_EXERCISE TEXT_:
=-=-=

The author, Starbucks barista Kristen Picciolo, had a baby last year and says the companys paid leave policy, which offers corporate employees more time off than baristas, is inequitable.
The author, Starbucks barista Kristen Picciolo, had a baby last year. She says the company's paid leave policy, which offers corporate employees more time off than baristas, is inequitable. courtesy of kristin Picciolo

My name is Kristen and I am barista at a Starbucks in Medina, Ohio. Next week I am traveling to Seattle with my 3-month-old baby so I can attend the Starbucks annual shareholder meeting.

Working at Starbucks is hard work, but it’s fulfilling, and I love my coworkers and my regular customers. That’s why it’s surprising, even to me, that I’m speaking out about a company policy that just isn’t right. But major life events have a way of opening your eyes to what’s important.

=-=-=

_BRIEF 1_:
Duplicate the part of the essay that starts at the words "My name is Kristen" and ends after "to what’s important.".
_BRIEF 2_:
Answer these questions from the essay.
(a) According to the essay, which employees get more paid leave than baristas?
(b) In what city and state is the Starbucks where the author works?
(c) Whom does the author say she loves?
Rely only on the essay to answer; bring in nothing from outside it.

=-=-=

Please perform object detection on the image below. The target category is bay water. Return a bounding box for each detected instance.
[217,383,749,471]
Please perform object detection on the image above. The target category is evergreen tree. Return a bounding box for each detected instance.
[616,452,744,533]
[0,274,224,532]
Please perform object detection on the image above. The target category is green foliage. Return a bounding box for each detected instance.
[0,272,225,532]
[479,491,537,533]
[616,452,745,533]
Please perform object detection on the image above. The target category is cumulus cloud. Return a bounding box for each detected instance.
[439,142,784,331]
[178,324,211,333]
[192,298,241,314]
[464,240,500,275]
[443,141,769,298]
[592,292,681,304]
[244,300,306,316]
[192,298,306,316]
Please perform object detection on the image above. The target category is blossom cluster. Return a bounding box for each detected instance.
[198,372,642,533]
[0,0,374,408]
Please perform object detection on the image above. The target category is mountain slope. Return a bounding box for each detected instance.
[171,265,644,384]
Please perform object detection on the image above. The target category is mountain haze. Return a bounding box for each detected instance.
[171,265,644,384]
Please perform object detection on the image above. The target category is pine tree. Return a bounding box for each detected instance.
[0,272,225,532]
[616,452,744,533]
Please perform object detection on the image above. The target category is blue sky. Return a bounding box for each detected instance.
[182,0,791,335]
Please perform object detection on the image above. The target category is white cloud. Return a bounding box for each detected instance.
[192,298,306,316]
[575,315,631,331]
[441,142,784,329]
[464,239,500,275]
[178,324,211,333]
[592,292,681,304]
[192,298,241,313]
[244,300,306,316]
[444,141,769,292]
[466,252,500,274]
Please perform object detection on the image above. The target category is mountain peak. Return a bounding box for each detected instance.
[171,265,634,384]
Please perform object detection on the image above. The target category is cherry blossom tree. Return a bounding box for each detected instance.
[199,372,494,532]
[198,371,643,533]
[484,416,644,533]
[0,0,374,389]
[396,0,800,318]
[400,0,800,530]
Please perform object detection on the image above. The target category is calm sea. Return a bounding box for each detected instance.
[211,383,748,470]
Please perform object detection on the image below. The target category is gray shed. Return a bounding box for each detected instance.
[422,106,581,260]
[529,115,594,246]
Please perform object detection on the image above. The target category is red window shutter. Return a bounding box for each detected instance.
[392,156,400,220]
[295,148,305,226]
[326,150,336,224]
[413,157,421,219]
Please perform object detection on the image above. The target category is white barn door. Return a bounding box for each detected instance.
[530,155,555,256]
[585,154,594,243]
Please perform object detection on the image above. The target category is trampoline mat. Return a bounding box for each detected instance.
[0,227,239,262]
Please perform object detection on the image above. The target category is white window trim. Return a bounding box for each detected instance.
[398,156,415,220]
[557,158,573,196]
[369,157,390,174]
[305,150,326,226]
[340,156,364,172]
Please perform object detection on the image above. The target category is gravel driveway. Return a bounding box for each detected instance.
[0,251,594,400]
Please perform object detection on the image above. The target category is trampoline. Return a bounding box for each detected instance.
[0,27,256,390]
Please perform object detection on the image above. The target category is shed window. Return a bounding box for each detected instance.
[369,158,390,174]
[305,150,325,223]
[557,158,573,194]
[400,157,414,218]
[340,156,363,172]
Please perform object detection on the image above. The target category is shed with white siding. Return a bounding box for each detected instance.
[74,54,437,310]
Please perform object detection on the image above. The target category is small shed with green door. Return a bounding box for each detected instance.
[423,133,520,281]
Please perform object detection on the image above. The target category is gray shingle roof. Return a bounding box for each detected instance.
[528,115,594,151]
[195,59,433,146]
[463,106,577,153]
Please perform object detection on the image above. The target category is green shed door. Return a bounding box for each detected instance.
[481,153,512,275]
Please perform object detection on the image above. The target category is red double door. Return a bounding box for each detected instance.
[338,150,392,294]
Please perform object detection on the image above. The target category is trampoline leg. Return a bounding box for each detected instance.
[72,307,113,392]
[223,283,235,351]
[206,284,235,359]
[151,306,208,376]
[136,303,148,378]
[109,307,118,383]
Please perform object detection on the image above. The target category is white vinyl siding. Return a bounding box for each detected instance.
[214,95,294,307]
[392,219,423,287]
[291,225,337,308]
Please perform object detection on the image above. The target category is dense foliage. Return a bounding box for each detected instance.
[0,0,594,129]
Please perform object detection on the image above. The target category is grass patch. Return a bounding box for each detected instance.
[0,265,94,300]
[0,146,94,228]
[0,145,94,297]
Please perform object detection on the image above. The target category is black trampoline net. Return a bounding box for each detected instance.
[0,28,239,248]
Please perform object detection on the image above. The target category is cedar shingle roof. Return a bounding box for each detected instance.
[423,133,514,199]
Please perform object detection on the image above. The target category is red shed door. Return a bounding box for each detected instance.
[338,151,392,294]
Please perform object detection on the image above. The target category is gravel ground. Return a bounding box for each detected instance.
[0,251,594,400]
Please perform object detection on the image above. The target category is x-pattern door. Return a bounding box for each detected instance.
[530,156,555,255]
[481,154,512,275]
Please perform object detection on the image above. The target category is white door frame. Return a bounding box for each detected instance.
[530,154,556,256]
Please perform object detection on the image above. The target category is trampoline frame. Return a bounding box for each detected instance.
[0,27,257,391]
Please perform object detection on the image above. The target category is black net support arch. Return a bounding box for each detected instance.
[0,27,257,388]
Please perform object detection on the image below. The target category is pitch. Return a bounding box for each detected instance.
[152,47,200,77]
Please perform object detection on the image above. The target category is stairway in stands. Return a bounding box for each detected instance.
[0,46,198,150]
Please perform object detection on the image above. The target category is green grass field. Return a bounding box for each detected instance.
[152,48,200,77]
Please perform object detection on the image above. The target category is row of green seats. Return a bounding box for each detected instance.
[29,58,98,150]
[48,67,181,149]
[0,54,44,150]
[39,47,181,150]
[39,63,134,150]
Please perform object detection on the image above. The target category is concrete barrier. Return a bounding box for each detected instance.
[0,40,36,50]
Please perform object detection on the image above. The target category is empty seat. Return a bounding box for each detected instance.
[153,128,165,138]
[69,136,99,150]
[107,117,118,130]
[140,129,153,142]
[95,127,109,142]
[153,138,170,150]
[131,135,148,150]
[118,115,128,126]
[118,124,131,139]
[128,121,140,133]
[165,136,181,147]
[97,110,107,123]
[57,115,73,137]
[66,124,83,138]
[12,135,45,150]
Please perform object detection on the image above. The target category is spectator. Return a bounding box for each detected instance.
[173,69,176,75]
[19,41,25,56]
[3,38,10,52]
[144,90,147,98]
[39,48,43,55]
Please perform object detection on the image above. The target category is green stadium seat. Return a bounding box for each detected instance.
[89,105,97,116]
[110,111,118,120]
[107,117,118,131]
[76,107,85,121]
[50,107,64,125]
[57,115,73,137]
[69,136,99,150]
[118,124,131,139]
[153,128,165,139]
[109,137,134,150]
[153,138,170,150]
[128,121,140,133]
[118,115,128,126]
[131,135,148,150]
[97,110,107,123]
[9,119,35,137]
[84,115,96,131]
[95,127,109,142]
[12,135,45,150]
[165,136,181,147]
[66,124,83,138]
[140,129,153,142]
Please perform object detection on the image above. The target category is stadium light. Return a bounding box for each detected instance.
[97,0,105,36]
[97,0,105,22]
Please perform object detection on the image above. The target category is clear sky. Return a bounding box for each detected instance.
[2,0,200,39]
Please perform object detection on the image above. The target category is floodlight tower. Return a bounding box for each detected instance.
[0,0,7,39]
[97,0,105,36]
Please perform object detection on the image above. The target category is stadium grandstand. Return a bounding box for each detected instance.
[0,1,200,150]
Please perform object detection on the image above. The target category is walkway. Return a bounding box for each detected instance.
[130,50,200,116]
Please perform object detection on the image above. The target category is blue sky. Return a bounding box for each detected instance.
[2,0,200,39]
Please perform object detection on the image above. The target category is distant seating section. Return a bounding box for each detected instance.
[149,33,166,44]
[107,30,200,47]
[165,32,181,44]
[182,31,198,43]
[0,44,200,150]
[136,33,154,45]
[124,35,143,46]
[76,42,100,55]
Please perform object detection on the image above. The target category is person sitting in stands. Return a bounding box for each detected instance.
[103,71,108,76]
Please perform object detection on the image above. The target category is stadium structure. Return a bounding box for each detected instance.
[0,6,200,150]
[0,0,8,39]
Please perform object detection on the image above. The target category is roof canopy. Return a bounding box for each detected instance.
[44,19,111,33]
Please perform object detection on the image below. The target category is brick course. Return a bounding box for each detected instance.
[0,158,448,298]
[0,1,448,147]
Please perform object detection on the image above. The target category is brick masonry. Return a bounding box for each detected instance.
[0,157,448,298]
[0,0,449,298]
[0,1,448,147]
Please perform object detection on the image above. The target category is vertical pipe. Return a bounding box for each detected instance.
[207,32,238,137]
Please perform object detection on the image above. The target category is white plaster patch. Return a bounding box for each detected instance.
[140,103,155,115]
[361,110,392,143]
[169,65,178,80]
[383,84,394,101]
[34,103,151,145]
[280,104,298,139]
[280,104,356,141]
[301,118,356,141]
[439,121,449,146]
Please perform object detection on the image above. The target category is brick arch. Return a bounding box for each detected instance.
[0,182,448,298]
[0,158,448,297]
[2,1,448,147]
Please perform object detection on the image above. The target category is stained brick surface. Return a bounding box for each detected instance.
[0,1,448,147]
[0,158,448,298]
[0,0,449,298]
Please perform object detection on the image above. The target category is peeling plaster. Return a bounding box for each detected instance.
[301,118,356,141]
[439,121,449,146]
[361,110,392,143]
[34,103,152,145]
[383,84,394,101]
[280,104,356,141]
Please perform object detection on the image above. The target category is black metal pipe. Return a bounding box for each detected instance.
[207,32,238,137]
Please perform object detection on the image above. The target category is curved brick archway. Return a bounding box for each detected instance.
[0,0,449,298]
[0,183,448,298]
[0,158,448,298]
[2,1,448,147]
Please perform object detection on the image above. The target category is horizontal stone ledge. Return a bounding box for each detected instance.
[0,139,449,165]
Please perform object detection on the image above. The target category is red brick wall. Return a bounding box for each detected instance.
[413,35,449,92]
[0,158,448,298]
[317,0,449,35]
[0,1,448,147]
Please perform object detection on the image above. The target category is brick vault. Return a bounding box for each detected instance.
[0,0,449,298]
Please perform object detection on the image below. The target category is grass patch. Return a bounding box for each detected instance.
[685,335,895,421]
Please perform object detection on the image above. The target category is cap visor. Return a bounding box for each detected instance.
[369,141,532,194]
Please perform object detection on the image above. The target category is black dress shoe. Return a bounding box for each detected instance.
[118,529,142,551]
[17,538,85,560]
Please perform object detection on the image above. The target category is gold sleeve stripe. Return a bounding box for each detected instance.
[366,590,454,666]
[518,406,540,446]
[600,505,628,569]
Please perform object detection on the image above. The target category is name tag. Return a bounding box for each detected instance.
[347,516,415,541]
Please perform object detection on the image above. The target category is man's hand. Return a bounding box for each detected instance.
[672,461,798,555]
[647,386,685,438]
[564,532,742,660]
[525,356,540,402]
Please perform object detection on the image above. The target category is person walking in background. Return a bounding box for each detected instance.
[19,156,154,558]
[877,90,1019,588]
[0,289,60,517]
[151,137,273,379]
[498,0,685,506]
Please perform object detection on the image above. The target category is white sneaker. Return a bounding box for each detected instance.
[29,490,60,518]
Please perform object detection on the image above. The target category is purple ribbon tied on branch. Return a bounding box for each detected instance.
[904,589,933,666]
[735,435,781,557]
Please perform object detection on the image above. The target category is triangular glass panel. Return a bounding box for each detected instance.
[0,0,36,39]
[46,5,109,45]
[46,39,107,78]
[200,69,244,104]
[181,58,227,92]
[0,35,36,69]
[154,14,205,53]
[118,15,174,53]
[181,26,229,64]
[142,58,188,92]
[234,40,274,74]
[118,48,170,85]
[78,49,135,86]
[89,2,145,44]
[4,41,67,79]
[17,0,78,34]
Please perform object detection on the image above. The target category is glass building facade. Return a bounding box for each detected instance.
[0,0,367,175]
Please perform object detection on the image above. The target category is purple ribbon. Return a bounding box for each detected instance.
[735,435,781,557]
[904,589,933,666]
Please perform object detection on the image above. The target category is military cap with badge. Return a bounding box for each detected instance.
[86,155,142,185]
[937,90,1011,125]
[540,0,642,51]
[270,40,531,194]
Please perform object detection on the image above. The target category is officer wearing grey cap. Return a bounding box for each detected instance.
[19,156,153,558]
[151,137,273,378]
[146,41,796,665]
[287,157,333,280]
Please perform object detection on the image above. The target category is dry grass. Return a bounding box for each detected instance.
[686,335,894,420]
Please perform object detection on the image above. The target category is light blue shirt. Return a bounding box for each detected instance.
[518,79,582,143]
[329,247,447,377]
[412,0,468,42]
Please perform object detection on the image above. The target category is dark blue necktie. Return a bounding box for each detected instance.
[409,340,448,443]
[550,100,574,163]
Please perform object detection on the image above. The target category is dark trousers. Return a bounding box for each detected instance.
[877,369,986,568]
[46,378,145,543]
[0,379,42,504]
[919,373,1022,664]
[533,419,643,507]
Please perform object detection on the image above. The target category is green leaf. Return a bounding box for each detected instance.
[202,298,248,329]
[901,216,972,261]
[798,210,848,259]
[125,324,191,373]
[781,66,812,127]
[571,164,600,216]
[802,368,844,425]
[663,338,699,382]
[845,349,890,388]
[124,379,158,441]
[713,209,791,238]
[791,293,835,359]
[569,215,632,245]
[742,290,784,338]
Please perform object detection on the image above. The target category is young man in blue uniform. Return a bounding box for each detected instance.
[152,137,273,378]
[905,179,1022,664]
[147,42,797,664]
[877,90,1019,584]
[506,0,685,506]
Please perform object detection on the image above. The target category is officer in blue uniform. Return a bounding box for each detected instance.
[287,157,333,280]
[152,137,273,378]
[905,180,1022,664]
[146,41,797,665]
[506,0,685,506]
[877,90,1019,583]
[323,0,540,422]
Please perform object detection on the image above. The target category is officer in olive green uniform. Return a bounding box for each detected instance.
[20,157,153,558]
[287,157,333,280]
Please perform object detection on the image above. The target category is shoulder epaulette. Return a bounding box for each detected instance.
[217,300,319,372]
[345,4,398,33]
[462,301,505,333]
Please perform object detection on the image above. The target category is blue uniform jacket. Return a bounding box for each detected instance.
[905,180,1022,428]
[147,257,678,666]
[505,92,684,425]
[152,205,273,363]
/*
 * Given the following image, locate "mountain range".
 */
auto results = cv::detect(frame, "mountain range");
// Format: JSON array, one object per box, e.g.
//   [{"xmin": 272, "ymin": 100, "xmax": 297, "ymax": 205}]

=-=-=

_WRITTEN REPLY 1_:
My name is Kristen and I am barista at a Starbucks in Medina, Ohio. Next week I am traveling to Seattle with my 3-month-old baby so I can attend the Starbucks annual shareholder meeting.

Working at Starbucks is hard work, but it’s fulfilling, and I love my coworkers and my regular customers. That’s why it’s surprising, even to me, that I’m speaking out about a company policy that just isn’t right. But major life events have a way of opening your eyes to what’s important.

_WRITTEN REPLY 2_:
(a) Corporate employees.
(b) Medina, Ohio.
(c) Her coworkers and her regular customers.